**Task data**

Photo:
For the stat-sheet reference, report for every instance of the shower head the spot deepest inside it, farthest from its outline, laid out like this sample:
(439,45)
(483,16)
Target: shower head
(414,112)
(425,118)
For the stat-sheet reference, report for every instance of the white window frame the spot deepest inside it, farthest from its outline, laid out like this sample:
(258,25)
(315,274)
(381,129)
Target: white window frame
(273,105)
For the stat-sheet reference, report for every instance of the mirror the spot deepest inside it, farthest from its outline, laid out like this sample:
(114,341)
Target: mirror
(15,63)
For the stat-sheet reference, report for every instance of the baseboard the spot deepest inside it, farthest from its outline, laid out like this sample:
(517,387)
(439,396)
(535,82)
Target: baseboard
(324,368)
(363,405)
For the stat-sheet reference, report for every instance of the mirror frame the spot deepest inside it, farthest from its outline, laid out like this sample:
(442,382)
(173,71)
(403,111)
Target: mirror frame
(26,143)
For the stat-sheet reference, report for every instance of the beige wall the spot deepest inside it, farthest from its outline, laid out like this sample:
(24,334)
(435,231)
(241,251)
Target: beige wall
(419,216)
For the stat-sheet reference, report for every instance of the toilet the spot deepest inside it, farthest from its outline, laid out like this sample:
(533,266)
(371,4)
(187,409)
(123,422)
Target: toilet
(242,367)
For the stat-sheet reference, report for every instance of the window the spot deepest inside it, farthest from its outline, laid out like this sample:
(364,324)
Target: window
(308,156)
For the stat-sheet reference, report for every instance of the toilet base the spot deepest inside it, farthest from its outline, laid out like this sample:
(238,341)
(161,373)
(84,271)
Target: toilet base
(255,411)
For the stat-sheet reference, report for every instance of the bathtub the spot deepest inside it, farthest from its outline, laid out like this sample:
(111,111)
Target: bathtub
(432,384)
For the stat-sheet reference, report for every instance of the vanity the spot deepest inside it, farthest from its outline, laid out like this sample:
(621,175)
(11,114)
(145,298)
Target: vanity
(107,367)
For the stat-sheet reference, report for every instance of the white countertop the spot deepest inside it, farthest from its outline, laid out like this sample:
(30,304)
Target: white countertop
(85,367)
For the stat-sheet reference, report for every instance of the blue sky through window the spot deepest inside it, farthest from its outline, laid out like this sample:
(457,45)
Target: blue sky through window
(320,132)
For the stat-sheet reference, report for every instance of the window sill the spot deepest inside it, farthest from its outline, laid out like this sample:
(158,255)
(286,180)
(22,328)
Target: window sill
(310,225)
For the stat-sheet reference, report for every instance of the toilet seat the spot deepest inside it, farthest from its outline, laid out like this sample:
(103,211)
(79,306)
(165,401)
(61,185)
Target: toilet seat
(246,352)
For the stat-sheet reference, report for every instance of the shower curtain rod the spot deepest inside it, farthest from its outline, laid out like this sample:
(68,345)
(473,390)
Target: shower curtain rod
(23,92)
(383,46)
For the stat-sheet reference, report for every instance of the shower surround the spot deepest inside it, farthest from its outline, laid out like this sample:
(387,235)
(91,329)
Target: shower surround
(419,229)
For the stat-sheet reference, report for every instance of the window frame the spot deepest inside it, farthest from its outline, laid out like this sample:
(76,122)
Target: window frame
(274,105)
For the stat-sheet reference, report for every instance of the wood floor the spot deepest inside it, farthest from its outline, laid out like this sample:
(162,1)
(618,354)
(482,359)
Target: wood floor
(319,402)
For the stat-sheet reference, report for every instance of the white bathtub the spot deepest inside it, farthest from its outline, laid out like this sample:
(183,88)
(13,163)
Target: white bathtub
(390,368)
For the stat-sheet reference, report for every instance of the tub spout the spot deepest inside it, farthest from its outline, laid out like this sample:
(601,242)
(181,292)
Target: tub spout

**Exercise objective**
Wherever the word "spout" shows up in the material, copy the line it is on.

**Written response**
For the stat-sheet reference, report for every instance of the tub spout the spot deepest inside it, farthest from its outline, laid out like this sample:
Target: tub spout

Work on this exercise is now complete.